-------- SUPPLIED INFORMATION

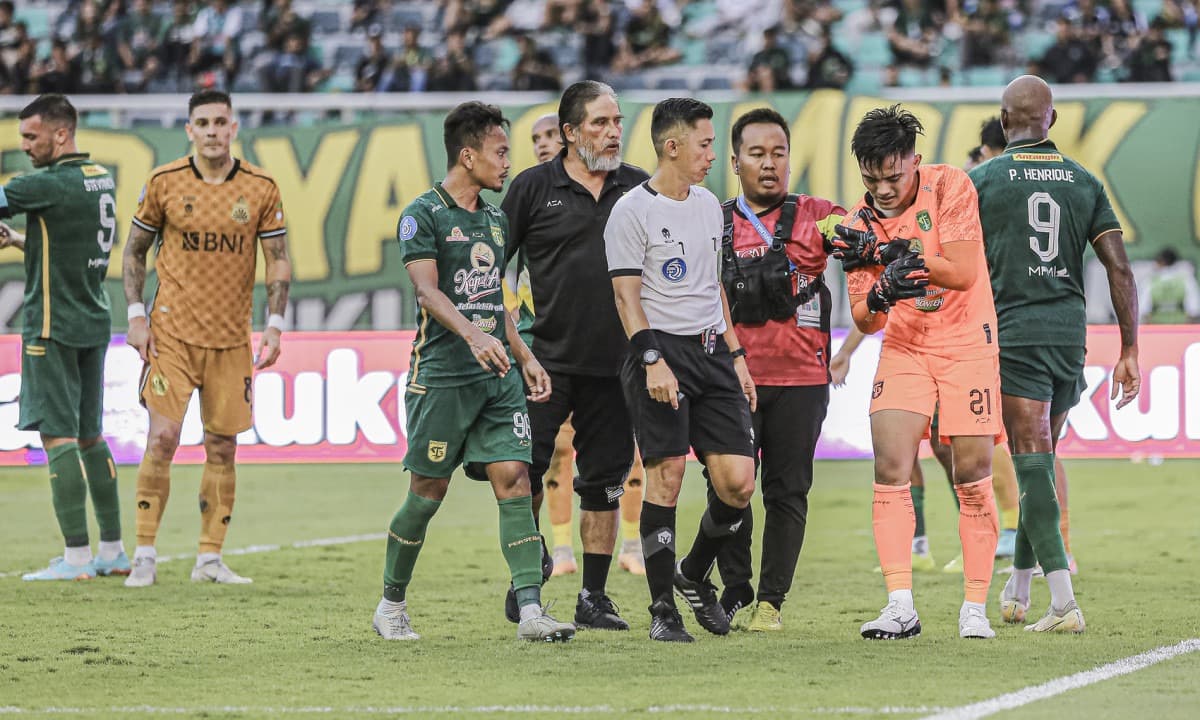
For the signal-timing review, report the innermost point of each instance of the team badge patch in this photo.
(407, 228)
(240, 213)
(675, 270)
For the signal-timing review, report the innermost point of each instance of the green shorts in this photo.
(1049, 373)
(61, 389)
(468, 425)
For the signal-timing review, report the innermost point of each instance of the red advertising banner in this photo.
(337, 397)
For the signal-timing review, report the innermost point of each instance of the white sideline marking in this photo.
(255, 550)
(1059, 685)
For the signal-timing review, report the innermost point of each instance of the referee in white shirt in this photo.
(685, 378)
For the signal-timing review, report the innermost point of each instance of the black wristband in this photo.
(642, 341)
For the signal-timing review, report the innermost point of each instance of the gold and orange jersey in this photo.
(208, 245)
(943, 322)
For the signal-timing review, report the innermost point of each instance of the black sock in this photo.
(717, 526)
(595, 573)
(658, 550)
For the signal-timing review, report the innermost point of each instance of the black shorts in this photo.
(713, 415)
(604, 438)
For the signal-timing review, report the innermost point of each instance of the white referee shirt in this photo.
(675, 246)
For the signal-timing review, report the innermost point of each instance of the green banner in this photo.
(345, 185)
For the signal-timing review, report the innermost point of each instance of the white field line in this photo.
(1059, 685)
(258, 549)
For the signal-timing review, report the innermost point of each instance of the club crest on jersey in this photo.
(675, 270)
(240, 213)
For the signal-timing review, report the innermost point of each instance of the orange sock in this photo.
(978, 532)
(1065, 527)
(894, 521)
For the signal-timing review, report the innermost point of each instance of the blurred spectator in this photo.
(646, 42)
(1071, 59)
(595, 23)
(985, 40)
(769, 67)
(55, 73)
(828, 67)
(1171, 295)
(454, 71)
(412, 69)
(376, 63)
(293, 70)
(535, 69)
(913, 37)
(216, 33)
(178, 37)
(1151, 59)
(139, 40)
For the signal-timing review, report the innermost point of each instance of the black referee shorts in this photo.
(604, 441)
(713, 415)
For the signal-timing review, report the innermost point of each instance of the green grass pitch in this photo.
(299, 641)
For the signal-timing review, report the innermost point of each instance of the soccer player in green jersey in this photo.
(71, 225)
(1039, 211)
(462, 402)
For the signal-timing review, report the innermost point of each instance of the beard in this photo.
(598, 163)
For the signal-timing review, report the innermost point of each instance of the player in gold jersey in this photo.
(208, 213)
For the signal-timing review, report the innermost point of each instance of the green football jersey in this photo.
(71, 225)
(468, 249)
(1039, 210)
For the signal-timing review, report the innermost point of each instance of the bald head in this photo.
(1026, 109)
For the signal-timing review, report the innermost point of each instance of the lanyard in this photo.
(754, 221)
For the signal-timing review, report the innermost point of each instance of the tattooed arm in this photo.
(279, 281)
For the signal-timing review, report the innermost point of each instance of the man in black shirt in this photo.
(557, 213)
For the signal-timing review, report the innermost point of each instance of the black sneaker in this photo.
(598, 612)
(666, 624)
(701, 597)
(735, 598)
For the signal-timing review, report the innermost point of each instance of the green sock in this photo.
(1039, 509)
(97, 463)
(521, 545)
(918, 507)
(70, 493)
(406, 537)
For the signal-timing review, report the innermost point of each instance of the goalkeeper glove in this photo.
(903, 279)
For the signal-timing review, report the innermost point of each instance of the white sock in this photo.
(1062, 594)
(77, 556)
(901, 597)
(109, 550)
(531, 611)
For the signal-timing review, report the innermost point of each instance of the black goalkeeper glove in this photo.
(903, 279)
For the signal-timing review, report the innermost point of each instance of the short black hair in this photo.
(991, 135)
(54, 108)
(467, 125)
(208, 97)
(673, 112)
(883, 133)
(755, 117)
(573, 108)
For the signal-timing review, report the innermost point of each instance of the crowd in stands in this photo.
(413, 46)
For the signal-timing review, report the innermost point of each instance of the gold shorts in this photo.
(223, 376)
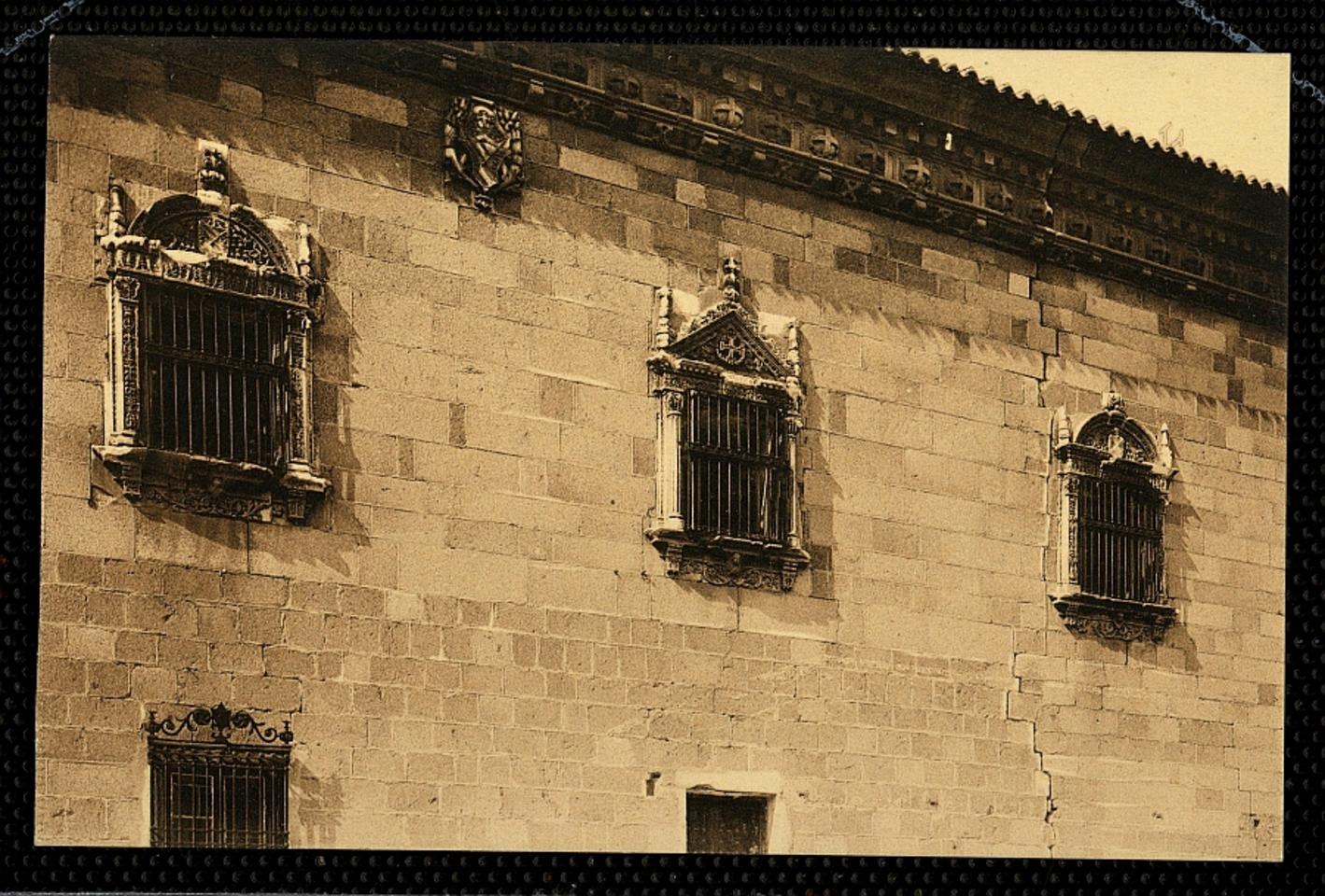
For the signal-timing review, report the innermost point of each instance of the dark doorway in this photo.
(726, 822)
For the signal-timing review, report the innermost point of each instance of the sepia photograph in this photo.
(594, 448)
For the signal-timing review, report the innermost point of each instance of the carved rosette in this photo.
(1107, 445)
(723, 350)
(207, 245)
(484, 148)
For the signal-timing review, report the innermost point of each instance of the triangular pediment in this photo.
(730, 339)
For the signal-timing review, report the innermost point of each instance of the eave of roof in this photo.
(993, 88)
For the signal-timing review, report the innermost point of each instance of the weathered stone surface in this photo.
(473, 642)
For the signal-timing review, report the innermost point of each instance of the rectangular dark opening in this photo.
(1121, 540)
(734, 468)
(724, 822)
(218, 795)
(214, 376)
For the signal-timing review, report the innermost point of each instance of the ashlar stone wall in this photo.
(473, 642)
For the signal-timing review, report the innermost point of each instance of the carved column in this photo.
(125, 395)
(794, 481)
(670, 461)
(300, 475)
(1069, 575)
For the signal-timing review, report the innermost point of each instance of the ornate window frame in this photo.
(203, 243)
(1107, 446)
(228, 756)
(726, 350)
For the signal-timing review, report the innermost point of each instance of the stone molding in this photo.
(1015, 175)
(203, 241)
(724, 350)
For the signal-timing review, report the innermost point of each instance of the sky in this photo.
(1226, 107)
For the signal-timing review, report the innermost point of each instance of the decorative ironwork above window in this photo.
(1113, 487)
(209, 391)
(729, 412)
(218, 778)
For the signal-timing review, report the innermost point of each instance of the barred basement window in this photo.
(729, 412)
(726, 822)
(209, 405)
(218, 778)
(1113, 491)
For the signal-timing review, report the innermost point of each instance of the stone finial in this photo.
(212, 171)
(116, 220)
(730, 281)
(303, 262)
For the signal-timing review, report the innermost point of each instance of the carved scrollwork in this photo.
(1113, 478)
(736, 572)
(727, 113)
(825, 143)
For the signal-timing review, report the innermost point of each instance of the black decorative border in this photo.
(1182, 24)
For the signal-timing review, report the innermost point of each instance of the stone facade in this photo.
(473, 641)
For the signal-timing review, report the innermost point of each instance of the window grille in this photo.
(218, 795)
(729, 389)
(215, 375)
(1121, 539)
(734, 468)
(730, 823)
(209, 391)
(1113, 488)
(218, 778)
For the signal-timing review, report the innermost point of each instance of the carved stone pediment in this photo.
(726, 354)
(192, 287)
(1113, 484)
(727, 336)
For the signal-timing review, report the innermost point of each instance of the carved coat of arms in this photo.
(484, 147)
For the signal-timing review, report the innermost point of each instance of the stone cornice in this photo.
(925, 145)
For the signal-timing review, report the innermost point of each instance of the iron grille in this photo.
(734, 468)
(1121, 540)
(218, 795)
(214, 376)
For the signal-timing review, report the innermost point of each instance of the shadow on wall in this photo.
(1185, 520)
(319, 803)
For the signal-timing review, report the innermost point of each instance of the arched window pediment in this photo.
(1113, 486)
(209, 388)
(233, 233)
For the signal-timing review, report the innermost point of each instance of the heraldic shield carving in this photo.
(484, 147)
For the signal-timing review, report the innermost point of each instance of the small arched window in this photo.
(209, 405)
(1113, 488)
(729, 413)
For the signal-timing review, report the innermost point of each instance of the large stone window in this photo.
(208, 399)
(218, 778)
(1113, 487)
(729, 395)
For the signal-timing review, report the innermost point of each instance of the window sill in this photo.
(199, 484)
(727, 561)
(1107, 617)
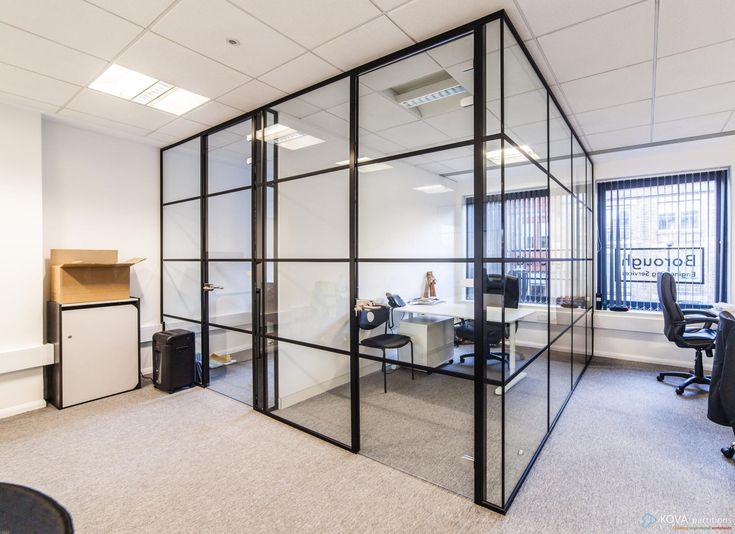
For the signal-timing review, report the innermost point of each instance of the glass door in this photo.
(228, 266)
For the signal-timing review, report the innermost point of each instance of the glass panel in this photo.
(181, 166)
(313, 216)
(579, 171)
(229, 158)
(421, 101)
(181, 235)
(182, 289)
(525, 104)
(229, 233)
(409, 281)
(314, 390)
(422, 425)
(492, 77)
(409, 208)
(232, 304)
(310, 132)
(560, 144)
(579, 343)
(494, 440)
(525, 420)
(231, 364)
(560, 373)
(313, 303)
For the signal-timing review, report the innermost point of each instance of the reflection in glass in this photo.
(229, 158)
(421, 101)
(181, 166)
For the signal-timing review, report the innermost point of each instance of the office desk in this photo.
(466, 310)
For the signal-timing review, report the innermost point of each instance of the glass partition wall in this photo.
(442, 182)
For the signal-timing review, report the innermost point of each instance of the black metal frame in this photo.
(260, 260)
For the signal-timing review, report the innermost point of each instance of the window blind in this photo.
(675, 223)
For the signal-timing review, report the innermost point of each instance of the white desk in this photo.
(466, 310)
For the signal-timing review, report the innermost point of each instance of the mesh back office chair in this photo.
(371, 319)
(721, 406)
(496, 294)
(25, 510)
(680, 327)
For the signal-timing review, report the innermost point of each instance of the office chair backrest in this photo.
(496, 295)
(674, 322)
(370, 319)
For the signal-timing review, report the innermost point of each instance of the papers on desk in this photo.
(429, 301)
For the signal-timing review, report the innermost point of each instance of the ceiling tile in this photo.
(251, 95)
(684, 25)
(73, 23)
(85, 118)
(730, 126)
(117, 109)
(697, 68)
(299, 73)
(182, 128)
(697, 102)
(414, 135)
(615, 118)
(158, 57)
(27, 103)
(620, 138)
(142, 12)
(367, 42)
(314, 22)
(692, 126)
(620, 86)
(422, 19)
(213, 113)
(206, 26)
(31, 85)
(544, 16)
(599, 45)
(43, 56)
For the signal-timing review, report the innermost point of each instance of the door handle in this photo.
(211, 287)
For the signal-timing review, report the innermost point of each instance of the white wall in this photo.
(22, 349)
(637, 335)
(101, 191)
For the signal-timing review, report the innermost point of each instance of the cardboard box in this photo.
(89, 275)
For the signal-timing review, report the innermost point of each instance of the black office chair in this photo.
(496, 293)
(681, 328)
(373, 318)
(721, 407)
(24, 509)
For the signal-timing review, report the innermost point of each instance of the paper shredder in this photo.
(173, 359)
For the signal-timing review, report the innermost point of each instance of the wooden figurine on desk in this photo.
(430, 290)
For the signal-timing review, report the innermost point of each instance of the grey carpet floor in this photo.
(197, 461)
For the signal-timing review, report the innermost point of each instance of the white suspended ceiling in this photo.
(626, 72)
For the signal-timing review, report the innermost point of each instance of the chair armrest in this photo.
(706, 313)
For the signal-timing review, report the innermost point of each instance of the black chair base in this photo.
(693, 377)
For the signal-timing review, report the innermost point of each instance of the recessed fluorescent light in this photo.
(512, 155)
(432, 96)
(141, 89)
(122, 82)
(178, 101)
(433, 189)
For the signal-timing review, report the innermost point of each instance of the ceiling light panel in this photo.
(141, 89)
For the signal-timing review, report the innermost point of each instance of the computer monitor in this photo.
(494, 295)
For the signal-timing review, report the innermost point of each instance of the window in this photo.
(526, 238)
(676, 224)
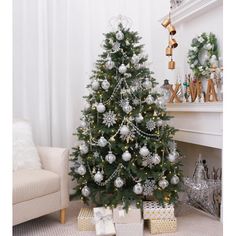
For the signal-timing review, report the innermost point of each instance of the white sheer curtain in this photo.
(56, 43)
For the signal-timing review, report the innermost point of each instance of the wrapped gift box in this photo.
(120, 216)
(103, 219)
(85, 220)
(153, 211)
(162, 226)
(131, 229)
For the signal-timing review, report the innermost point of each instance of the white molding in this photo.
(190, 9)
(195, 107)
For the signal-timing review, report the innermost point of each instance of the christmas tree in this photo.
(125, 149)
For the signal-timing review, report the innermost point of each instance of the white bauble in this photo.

----------------

SET PROBLEM: Starting with the line containing "stone wall in this photo." and going on through the line containing "(1069, 575)", write out the records again with "carved column" changed to "stone pillar", leaving everything else as it stands.

SOLUTION TO THIS PROBLEM:
For the signal-timing review, report the innermost point of each instance of the ashlar stone wall in this photo.
(473, 642)
For the signal-timing review, report the innermost point of each instance of the stone pillar in this photo.
(125, 395)
(794, 481)
(670, 461)
(300, 475)
(1069, 575)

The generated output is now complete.